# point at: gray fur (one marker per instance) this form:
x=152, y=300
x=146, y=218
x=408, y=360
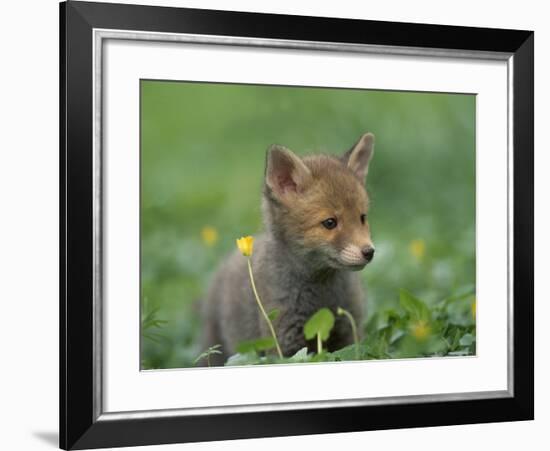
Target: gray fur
--
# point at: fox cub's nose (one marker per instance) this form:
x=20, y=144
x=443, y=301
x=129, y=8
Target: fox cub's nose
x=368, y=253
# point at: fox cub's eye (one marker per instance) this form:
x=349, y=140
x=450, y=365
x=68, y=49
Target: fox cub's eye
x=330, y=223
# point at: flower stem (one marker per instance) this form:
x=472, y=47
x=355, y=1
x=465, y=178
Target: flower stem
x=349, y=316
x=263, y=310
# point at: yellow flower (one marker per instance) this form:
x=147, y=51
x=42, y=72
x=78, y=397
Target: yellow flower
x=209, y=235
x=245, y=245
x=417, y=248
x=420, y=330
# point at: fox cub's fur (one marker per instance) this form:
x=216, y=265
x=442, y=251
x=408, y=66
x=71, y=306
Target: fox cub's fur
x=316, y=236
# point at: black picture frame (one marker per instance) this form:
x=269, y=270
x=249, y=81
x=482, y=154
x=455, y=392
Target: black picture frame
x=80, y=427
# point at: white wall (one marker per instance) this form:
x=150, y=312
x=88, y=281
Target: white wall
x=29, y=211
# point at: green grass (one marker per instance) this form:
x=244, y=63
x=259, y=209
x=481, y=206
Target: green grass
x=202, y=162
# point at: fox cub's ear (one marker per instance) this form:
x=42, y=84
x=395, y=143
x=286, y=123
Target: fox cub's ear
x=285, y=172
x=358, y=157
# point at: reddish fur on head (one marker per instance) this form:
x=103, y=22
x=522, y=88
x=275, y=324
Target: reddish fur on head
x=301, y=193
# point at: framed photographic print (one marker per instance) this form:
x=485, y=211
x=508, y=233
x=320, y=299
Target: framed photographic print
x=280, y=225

**Given task**
Lay out the lines of the records from the line containing "# point at: flower" up to and including the line containing "x=358, y=157" as a Markdown table with two columns, Row and Line. Number each row and leave out blank lines.

**Response to the exercise**
| Row | Line |
|---|---|
| 1 | # point at: flower stem (one marker per instance) this form: |
| 2 | x=472, y=47 |
| 3 | x=355, y=1 |
| 4 | x=465, y=178 |
| 5 | Target: flower stem |
| 6 | x=349, y=316 |
| 7 | x=263, y=310 |
| 8 | # point at: yellow flower (one marker per instance) this form: |
| 9 | x=147, y=51 |
| 10 | x=42, y=72 |
| 11 | x=78, y=397 |
| 12 | Target: yellow flower |
| 13 | x=209, y=235 |
| 14 | x=245, y=245 |
| 15 | x=417, y=248 |
| 16 | x=420, y=330 |
| 17 | # point at: fox cub's fur (one marker per instance) this form: |
| 18 | x=216, y=265 |
| 19 | x=442, y=251 |
| 20 | x=408, y=66 |
| 21 | x=71, y=306 |
| 22 | Target: fox cub's fur |
| 23 | x=316, y=236 |
| 24 | # point at: black picture frame (one marker per instance) this form: |
| 25 | x=269, y=270 |
| 26 | x=249, y=81 |
| 27 | x=482, y=154 |
| 28 | x=455, y=392 |
| 29 | Target: black picture frame |
| 30 | x=80, y=427 |
| 31 | # point at: white wall (one marker per instance) this form: |
| 32 | x=150, y=312 |
| 33 | x=88, y=281 |
| 34 | Target: white wall |
| 35 | x=29, y=211 |
| 36 | # point at: green grass (one marker per instance) this form: |
| 37 | x=244, y=63 |
| 38 | x=259, y=209 |
| 39 | x=481, y=206 |
| 40 | Target: green grass |
| 41 | x=202, y=162 |
| 42 | # point at: fox cub's ear (one marker per instance) this form: |
| 43 | x=42, y=84 |
| 44 | x=395, y=143 |
| 45 | x=286, y=123 |
| 46 | Target: fox cub's ear |
| 47 | x=285, y=172 |
| 48 | x=358, y=157 |